[Opening SOURCE DATA section]

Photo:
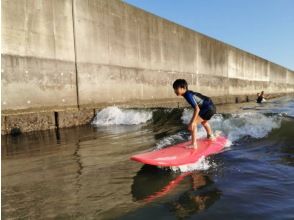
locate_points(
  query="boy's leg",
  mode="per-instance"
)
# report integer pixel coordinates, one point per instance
(207, 127)
(194, 132)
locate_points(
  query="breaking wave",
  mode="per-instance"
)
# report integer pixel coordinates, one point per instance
(116, 116)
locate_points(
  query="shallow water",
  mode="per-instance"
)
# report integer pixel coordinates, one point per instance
(85, 172)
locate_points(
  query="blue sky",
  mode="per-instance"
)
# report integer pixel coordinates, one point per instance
(262, 27)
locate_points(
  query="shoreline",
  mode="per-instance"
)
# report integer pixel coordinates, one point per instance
(22, 121)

[Closing SOURCE DATA section]

> **HOW TO COMPLETE THIS TASK**:
Look through the listing above and copy each line where the string "query" occurs.

> **RESPONSE**:
  query="boy's leg",
  query="breaking wave",
  query="shallow water",
  query="blue sky",
  query="shoreline",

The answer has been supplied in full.